• [Texto dado]
Dinero y clase

Dinero y clase

Hay un principio que establece que si ser rico fuera fácil, habría más ricos que pobres, que no parece ser el caso. En México oí una versión en un comercial de un brandy: “si las cosas que valen la pena se hicieran fácilmente, cualquiera las haría.” Todas las organizaciones sociales, por otro principio (que no podemos desarrollar aquí) tienen la forma de una pirámide sentada sobre su base. Más gruesa abajo, o más delgada, pero siempre siguiendo la regla de que el escalón superior es más estrecho que el inferior.

La razón para el primer fenómeno es bastante intuitiva: hacerse rico –pudiente, acaudalado, millonario- requiere de una combinación muy particular de talentos y cualidades. Y circunstancias. Es acertar un boleto de lotto de doce números. Por eso quince, veinte personas son dueños de este país. Y trescientos, del mundo.

Pudiéramos pensar que es la inteligencia, que si tenemos un alto coeficiente intelectual tenemos asegurado el pase al club de los adinerados. Falso. Una inteligencia rayana a la genialidad puede ser incluso contraproducente. El genio vive una realidad paralela, un mundo abstraído y separado, totalmente fuera de la lógica de los negocios. Henry Ford dijo una vez que su mayor talento había consistido en rodearse de gente talentosa.

Si no es la inteligencia excepcional, entonces ¿qué? Seguramente la capacidad de trabajo. Pues resulta que tampoco. Aquí, en el mundo, hay gente que trabaja de manera obsesiva –de aquí el calificativo de workoholics, trabajólicos-, gente que sólo encuentra estímulo e interés en el trabajo. A veces buscando fortuna. Otras, huyendo del fantasma de la pobreza. Otras más por incapacidad en actividades alternativas. En todos los casos dedicando diez, doce, catorce horas diarias de trabajo. Sin fines de semana, sin vacaciones. El esparcimiento, el descanso, es pérdida de tiempo, pérdida de tiempo productivo. Desafortunadamente, al final no encontrarán la olla repleta de monedas en la punta del arcoíris. Y morirán como moriremos todos: sólo con la ropa que llevamos puesta. Pero si no existieran mentiras el mundo no sería mundo. Ni siquiera sería divertido.

• [Material proporcionado]

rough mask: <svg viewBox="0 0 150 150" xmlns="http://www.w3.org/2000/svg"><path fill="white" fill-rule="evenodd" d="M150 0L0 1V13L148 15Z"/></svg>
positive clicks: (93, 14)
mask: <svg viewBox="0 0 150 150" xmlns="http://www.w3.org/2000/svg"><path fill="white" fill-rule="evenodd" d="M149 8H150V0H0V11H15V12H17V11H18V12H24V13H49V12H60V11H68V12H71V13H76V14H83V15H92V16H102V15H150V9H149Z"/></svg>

• [Tarea asignada]
Extrae íntegro el texto sobre dinero y clase, sin alterar nada. Trabaja únicamente con el texto.

• [Resultado obtenido]
Dinero y clase

Dinero y clase

Hay un principio que establece que si ser rico fuera fácil, habría más ricos que pobres, que no parece ser el caso. En México oí una versión en un comercial de un brandy: “si las cosas que valen la pena se hicieran fácilmente, cualquiera las haría.” Todas las organizaciones sociales, por otro principio (que no podemos desarrollar aquí) tienen la forma de una pirámide sentada sobre su base. Más gruesa abajo, o más delgada, pero siempre siguiendo la regla de que el escalón superior es más estrecho que el inferior.

La razón para el primer fenómeno es bastante intuitiva: hacerse rico –pudiente, acaudalado, millonario- requiere de una combinación muy particular de talentos y cualidades. Y circunstancias. Es acertar un boleto de lotto de doce números. Por eso quince, veinte personas son dueños de este país. Y trescientos, del mundo.

Pudiéramos pensar que es la inteligencia, que si tenemos un alto coeficiente intelectual tenemos asegurado el pase al club de los adinerados. Falso. Una inteligencia rayana a la genialidad puede ser incluso contraproducente. El genio vive una realidad paralela, un mundo abstraído y separado, totalmente fuera de la lógica de los negocios. Henry Ford dijo una vez que su mayor talento había consistido en rodearse de gente talentosa.

Si no es la inteligencia excepcional, entonces ¿qué? Seguramente la capacidad de trabajo. Pues resulta que tampoco. Aquí, en el mundo, hay gente que trabaja de manera obsesiva –de aquí el calificativo de workoholics, trabajólicos-, gente que sólo encuentra estímulo e interés en el trabajo. A veces buscando fortuna. Otras, huyendo del fantasma de la pobreza. Otras más por incapacidad en actividades alternativas. En todos los casos dedicando diez, doce, catorce horas diarias de trabajo. Sin fines de semana, sin vacaciones. El esparcimiento, el descanso, es pérdida de tiempo, pérdida de tiempo productivo. Desafortunadamente, al final no encontrarán la olla repleta de monedas en la punta del arcoíris. Y morirán como moriremos todos: sólo con la ropa que llevamos puesta. Pero si no existieran mentiras el mundo no sería mundo. Ni siquiera sería divertido.